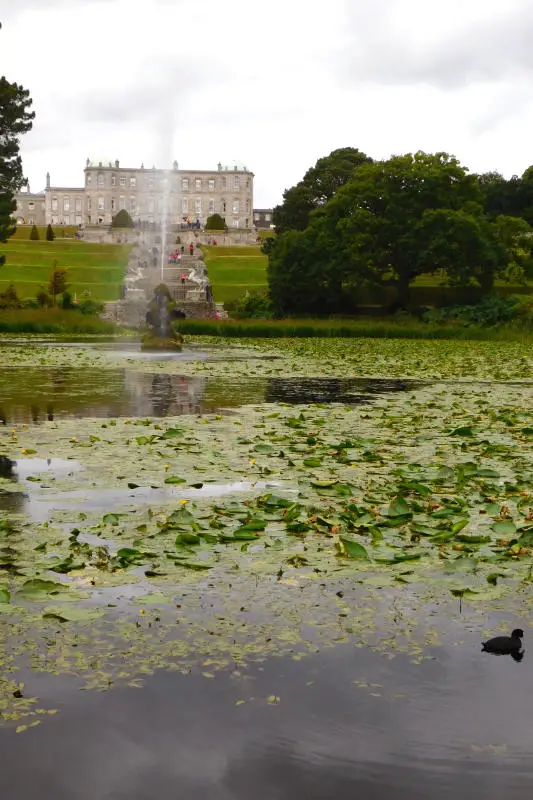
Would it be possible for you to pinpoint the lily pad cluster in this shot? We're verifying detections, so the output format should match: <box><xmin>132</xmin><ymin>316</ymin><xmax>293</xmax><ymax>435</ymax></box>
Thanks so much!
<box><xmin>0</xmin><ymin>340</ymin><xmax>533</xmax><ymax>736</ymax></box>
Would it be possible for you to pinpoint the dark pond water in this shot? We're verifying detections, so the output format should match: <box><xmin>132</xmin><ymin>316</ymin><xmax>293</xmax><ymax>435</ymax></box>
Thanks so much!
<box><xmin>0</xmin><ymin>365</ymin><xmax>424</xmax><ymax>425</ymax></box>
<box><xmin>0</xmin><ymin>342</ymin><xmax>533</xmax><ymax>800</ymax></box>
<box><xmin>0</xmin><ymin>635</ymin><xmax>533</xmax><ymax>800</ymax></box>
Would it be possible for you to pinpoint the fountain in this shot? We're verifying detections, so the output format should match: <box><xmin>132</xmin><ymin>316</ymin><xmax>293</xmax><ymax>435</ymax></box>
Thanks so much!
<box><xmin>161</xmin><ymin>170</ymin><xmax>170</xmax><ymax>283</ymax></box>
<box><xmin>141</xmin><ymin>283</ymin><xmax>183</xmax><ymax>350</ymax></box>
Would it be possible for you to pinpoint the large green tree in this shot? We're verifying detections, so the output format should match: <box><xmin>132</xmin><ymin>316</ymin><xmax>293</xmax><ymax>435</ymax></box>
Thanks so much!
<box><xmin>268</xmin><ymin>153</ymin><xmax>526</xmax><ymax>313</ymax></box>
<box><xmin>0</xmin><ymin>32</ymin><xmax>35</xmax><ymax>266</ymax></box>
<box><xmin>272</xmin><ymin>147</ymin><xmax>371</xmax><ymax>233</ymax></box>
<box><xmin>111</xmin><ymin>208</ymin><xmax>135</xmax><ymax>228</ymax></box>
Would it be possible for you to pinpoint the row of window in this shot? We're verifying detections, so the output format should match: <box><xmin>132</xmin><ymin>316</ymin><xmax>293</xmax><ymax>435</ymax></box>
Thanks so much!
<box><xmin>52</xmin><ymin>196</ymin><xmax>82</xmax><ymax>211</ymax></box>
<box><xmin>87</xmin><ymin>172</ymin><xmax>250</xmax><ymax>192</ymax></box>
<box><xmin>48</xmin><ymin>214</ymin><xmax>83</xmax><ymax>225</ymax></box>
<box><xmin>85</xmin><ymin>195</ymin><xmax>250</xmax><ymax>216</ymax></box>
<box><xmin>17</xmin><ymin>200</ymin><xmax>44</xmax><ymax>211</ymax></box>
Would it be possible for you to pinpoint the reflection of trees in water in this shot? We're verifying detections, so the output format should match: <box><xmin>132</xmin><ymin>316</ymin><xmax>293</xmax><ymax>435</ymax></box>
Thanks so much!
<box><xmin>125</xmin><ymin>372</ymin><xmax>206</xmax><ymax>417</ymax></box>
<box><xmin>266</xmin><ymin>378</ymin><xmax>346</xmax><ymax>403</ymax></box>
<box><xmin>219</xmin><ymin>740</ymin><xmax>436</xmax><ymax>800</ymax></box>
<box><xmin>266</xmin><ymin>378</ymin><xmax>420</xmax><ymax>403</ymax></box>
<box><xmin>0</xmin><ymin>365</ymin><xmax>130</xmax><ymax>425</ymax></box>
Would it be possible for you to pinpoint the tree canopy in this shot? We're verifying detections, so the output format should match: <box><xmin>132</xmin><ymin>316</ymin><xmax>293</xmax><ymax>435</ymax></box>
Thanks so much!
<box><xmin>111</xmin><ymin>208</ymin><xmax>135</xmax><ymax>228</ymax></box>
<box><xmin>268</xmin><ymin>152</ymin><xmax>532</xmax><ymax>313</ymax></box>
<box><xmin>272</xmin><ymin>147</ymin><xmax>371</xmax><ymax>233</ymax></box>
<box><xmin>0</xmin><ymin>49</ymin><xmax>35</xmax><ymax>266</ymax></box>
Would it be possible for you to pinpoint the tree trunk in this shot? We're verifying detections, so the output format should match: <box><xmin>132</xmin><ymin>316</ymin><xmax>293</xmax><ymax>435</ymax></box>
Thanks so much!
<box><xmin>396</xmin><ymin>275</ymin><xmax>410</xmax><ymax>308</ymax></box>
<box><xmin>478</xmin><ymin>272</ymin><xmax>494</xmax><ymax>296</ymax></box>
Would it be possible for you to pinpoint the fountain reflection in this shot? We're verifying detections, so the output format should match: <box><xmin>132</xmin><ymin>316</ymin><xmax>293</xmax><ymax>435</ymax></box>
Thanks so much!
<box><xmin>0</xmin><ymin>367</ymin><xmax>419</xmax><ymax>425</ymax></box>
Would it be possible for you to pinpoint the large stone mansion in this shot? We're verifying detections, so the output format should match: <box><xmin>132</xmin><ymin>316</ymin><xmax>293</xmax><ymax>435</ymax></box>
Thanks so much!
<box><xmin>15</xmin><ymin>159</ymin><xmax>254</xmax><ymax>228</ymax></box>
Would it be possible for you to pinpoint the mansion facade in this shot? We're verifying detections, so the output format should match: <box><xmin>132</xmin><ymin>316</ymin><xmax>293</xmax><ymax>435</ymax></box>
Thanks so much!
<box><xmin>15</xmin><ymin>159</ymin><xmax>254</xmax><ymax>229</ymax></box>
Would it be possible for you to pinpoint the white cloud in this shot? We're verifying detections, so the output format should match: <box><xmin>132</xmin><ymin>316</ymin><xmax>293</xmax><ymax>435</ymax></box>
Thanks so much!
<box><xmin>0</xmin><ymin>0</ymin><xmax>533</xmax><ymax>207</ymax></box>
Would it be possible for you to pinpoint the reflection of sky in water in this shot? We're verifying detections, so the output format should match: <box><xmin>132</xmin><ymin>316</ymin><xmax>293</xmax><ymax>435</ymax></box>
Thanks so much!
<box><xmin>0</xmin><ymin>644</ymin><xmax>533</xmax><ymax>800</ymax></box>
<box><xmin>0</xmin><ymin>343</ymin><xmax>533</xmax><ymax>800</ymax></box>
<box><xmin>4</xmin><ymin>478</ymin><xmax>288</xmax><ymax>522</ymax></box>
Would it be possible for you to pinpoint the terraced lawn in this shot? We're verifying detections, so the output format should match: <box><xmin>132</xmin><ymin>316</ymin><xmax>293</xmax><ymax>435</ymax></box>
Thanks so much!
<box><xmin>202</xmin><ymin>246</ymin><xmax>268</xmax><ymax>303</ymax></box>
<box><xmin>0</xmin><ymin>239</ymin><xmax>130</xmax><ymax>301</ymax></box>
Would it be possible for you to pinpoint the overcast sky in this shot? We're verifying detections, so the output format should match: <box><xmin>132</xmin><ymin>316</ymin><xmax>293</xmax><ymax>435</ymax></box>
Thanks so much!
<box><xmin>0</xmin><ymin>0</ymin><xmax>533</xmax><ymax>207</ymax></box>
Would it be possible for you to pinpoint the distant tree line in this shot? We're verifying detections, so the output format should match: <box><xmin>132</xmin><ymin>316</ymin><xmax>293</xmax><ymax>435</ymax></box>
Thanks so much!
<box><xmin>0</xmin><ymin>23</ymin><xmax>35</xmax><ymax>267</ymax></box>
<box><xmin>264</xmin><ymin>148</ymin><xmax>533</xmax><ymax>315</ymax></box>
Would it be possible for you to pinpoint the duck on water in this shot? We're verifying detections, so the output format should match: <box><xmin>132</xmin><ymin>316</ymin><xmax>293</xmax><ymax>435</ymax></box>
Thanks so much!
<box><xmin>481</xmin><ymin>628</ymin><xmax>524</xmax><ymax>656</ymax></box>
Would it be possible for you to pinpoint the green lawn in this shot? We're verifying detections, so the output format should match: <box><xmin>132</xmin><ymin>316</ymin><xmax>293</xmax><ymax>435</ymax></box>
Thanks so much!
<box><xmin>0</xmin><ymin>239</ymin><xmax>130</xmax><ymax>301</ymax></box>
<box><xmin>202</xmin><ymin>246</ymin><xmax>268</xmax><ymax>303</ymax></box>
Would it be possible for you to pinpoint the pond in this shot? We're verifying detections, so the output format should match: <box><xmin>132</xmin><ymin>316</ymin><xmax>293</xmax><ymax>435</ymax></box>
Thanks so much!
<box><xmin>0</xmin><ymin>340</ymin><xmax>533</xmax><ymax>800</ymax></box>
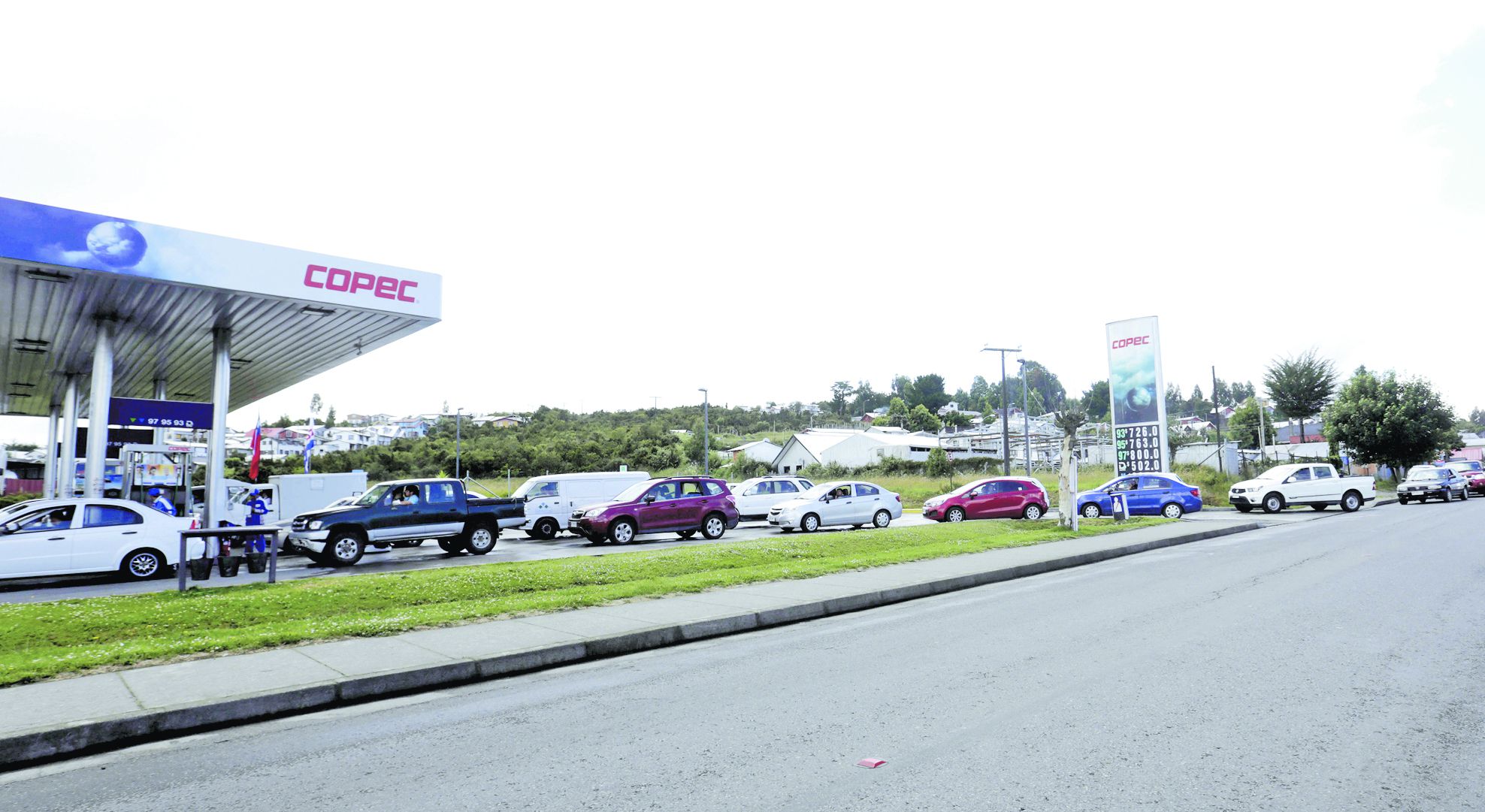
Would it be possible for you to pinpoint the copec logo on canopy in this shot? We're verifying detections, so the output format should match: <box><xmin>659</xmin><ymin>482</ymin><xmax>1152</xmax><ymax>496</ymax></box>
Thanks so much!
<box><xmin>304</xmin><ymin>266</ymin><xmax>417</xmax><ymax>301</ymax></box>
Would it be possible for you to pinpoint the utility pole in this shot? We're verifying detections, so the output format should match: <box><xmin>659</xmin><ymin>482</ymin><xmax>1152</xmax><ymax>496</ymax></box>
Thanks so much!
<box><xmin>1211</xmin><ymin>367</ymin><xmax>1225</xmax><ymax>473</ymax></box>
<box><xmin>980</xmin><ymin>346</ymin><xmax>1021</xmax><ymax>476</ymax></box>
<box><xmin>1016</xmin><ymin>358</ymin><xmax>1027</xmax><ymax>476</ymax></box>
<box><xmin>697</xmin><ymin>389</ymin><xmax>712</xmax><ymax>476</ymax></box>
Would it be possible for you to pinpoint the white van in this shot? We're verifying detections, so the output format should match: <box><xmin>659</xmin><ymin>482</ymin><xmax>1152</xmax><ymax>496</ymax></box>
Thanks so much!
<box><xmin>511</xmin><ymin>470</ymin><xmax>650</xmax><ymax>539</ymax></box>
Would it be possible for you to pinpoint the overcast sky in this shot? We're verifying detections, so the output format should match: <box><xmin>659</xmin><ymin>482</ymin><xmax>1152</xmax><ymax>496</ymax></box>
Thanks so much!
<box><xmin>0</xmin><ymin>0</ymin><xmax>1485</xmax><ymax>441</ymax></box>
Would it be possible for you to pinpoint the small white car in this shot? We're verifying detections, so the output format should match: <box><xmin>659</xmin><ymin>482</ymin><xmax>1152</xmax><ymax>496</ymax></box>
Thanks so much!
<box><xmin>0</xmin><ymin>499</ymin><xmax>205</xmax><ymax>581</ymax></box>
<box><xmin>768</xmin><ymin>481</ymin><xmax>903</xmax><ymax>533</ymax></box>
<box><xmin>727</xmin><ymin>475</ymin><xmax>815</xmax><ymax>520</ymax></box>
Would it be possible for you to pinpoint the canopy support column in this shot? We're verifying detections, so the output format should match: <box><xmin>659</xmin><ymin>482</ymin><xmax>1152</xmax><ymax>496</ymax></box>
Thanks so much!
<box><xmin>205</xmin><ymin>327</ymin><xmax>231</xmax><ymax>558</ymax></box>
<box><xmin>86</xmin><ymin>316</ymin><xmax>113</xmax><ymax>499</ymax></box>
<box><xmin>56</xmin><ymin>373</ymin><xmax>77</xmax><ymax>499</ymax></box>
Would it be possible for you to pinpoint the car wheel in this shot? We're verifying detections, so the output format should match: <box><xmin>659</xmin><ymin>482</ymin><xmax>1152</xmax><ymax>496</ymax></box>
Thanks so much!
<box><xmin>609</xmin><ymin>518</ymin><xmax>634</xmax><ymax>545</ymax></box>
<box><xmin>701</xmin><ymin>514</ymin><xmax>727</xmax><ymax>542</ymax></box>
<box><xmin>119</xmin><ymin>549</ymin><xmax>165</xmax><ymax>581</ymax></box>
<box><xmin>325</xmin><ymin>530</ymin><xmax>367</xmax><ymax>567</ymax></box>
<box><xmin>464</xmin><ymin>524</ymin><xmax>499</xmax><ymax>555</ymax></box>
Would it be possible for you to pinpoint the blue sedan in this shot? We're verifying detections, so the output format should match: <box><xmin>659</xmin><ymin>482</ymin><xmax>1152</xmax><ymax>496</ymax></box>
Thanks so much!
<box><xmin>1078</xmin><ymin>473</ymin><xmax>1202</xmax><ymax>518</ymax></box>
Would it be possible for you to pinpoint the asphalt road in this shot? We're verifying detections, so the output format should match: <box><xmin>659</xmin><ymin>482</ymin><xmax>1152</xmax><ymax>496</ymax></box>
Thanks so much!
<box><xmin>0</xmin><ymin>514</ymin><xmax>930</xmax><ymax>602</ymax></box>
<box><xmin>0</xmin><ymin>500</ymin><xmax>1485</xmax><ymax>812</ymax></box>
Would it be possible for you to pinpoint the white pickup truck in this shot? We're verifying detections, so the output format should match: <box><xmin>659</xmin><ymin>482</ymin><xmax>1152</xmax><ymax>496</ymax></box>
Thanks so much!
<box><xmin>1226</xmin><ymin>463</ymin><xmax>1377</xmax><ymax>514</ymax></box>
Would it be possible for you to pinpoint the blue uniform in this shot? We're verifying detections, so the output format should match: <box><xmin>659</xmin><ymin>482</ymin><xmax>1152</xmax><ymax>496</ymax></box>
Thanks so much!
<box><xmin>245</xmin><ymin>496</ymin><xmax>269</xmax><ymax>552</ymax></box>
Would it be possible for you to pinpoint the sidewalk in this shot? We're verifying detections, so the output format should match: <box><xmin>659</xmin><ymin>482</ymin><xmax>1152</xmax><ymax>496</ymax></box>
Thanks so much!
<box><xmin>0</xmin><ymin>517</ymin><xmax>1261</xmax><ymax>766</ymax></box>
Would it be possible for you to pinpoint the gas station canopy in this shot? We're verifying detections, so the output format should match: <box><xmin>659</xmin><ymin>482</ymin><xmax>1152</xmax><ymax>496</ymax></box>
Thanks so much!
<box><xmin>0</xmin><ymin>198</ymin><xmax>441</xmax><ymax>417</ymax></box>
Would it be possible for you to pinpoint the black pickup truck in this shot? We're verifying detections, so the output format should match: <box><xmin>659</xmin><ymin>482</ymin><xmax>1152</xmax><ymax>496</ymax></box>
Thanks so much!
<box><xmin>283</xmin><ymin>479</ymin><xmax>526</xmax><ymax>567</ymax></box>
##########
=== AIM OF THE TASK ===
Copy out every line of the material above that contains the word "green", matching its capitalization exactly.

=== RESULT OF THIS TASK ===
Would it be possible for you to pinpoint the large green tree in this shot? We're verifying detections, so the output format should match: <box><xmin>132</xmin><ymin>316</ymin><xmax>293</xmax><ymax>435</ymax></box>
Would it be possible for you to pinpoint the green lawn in this shot? We're verifying detections, so the output format should match: <box><xmin>132</xmin><ymin>316</ymin><xmax>293</xmax><ymax>435</ymax></box>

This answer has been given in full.